_EXCERPT PROVIDED_
_ _ _ _
As you get older (its more than 30 years since I started out as a greenhorn philosophy editor) you begin to notice that its sometimes quite hard to read the typeface of the books you want to read. Especially when the books are paperback reprints of books that were originally published in a larger hardback format (eg wonderful book on Leonardo). Since the cost of reformatting a major book are trivial, I used to complain about those mean-spirited publishers of great books who did not make any effort to ease the legibility of their republished books for over 50s.
No longer. Publishers are absolutely right not to reformat their popular paperbacks but to leave them exactly as they were in their originally published format, exactly as they were when they were first reviewed. This conclusion was inspired by the kerfuffle surrounding the issue of 'how many ISBNs should a book have?'. See Brantley's posting and reactions summarised on Publishing Frontier. The most extraordinary thing about these discussions is that it appears that many publishers believe that a digital format which does not allow or facilitate consistent citation is an acceptable format for their books to appear in. If the original typography, layout, design and pagination of a book is lost (and all these 'reflowable' formats for ebooks fail in this regard) then it is much harder, perhaps impossible, to devise a consistent way of citing it and referring to it.
_ _ _ _
_WRITTEN INSTRUCTION 1_
In the post on book typography, how long ago did the writer start out as a philosophy editor?
The post on book typography has no connection to the records that come next.

_DATA_
_ _ _ _
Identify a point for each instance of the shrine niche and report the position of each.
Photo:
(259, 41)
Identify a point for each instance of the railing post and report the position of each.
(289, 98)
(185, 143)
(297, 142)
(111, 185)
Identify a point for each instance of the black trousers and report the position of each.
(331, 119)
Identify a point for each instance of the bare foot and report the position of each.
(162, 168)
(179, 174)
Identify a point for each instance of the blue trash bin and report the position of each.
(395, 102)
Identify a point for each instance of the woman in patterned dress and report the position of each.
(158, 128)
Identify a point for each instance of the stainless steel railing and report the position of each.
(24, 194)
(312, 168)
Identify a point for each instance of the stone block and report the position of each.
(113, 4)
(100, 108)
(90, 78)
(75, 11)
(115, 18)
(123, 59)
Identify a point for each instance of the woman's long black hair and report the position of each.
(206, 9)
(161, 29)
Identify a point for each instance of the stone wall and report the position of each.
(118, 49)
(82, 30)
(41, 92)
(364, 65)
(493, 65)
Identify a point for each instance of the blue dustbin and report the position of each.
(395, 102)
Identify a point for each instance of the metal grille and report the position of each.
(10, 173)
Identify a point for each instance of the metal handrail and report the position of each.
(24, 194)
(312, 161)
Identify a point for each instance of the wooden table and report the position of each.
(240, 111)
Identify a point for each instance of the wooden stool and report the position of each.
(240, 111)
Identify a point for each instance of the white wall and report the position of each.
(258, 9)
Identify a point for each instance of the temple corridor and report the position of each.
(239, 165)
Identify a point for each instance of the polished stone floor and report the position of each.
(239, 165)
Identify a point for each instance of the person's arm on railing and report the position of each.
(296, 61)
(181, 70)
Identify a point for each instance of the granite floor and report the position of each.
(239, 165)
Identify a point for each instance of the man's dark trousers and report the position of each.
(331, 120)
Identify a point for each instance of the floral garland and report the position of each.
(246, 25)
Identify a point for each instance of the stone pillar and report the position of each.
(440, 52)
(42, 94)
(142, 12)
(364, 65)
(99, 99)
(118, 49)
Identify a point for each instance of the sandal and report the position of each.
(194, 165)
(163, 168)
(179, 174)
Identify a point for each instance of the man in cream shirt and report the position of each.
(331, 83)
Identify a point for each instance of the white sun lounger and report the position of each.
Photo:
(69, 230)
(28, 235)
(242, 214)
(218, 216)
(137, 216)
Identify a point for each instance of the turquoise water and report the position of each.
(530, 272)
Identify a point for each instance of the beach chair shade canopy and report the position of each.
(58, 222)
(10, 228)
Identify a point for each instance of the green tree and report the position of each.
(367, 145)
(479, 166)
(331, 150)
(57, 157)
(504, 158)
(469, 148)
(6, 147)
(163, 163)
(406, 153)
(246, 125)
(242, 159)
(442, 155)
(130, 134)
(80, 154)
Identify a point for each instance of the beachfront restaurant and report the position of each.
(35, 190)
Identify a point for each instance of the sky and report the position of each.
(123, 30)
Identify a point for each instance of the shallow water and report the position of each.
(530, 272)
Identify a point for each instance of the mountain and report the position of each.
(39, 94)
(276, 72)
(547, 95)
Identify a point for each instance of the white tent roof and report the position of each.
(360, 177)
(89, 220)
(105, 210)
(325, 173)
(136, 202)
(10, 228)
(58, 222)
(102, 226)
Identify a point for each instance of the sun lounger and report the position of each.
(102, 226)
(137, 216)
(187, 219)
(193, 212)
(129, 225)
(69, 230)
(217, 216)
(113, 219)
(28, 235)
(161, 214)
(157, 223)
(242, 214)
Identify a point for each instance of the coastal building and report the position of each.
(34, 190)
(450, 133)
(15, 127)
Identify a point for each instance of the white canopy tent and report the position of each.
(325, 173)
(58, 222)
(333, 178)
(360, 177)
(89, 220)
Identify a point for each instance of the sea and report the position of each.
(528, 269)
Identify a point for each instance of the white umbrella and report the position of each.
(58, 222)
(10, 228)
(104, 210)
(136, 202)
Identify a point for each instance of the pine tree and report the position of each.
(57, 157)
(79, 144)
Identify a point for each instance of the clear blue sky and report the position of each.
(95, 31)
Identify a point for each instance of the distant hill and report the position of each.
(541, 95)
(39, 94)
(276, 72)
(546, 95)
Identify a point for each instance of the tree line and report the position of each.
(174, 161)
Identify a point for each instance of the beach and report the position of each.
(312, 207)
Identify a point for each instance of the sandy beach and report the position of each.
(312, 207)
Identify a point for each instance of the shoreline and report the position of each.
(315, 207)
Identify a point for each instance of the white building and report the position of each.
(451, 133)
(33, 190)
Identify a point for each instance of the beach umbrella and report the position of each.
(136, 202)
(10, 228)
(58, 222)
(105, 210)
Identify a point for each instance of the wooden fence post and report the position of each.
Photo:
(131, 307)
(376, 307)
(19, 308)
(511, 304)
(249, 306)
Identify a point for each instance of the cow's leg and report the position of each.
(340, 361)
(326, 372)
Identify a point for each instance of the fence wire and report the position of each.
_ _ _ _
_WRITTEN INSTRUCTION 2_
Count the lines of the records that contain the string "wooden", treating uppercase and lowercase as different, and give only the number.

_FINISHED ANSWER 1_
More than 30 years ago.

_FINISHED ANSWER 2_
3